Display every line of the items below that contains the word "Point".
___ INPUT MATERIAL ___
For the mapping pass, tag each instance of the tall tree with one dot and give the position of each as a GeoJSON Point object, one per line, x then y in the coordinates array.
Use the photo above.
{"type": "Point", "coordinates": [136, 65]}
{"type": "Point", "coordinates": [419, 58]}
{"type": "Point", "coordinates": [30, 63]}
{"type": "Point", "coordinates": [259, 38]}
___
_THE REPLY_.
For the mapping pass, tag each instance of the tall tree with one dot and give the position of each as a GeoJSON Point object, one per line, x then y in the coordinates array.
{"type": "Point", "coordinates": [136, 65]}
{"type": "Point", "coordinates": [419, 58]}
{"type": "Point", "coordinates": [30, 63]}
{"type": "Point", "coordinates": [259, 38]}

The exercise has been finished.